[Region pointing data]
· · · ·

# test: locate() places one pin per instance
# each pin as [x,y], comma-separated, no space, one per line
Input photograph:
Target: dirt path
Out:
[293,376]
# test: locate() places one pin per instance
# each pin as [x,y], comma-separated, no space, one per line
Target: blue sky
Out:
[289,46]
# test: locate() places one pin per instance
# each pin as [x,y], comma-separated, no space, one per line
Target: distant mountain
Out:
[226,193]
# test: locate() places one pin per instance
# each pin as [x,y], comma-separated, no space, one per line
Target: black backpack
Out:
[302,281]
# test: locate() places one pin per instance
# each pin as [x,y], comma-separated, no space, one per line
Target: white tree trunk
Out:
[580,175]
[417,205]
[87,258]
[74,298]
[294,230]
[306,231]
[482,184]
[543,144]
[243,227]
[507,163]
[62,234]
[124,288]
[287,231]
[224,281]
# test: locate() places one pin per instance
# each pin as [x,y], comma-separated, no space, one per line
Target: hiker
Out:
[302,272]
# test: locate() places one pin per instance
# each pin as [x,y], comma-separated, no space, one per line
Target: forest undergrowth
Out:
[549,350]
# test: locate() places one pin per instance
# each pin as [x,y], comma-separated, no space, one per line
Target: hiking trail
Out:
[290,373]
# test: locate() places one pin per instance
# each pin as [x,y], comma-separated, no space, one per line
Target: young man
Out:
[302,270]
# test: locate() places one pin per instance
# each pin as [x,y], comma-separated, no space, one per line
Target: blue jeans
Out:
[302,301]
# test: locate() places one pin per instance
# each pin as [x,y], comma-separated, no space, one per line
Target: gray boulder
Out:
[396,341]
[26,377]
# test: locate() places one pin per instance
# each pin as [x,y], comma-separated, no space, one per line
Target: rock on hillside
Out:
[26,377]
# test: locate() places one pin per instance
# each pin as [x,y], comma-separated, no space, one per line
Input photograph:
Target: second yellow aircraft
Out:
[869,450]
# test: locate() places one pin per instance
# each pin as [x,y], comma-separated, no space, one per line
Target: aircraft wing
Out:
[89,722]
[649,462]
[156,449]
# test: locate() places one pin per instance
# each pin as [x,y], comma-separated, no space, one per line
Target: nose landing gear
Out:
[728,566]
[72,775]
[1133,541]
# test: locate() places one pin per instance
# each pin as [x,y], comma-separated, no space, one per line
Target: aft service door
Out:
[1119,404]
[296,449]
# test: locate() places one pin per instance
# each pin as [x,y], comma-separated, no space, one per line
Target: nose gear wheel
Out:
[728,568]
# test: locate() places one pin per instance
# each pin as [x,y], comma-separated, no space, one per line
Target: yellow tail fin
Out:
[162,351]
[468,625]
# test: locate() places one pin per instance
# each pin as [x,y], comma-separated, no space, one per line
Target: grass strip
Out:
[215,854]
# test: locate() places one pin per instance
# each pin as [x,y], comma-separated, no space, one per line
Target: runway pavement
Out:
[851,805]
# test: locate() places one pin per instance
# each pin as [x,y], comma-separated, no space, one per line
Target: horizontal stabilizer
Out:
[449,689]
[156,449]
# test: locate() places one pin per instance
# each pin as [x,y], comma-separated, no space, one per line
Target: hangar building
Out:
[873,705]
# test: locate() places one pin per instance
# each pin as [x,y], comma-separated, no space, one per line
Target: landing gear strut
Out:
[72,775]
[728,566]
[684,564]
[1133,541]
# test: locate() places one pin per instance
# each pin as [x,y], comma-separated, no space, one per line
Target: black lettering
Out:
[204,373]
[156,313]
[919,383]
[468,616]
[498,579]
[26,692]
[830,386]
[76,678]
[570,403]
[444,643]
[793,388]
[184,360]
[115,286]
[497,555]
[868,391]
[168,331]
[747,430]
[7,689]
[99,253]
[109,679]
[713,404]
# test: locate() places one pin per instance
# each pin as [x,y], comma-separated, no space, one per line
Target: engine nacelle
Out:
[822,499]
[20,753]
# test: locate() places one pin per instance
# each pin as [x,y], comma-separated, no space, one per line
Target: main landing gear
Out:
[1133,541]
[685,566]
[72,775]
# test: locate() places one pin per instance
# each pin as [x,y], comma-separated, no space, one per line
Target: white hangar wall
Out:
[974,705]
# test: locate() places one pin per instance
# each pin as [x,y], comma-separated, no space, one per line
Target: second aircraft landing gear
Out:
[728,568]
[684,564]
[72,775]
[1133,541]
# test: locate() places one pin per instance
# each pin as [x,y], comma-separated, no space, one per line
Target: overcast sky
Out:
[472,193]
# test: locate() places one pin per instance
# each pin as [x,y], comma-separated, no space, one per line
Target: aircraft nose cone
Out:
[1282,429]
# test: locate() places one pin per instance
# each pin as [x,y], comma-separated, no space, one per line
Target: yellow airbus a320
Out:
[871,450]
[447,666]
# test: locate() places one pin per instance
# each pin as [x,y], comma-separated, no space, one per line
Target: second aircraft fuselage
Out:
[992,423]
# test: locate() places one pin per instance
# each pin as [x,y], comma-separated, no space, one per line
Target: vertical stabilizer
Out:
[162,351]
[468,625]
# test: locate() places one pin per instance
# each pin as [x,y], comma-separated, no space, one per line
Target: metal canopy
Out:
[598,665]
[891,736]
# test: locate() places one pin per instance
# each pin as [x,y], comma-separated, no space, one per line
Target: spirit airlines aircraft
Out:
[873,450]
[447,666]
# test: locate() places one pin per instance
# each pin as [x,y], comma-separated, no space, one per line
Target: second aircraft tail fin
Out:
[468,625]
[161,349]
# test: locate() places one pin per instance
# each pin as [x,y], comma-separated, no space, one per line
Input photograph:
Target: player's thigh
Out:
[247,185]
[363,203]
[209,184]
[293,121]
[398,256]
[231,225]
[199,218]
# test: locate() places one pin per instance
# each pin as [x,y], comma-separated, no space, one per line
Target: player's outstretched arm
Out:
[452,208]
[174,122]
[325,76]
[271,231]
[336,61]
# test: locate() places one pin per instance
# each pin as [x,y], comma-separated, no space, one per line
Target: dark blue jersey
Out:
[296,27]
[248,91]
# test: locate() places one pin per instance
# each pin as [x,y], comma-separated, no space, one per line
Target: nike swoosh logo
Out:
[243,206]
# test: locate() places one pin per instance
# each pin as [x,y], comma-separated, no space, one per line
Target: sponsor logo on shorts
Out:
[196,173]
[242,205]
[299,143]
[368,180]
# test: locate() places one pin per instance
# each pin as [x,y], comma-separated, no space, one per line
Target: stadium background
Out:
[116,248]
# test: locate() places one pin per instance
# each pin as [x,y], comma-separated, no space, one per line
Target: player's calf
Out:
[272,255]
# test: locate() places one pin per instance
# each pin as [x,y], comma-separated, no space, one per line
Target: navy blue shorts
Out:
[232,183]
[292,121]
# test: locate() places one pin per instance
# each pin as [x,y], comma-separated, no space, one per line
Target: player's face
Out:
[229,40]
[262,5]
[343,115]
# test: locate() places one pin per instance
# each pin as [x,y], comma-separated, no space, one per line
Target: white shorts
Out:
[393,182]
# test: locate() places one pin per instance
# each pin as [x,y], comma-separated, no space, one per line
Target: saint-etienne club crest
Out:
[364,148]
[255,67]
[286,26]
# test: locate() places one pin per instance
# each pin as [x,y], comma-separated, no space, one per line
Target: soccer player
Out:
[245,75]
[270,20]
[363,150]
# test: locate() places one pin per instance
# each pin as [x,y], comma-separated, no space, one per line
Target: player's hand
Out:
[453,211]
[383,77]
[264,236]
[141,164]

· · · ·

YOUR OBJECTIVE
If a line of the entries holds the word "black", copy it out.

RESULT OF THIS TASK
Target: black backpack
Target: black lettering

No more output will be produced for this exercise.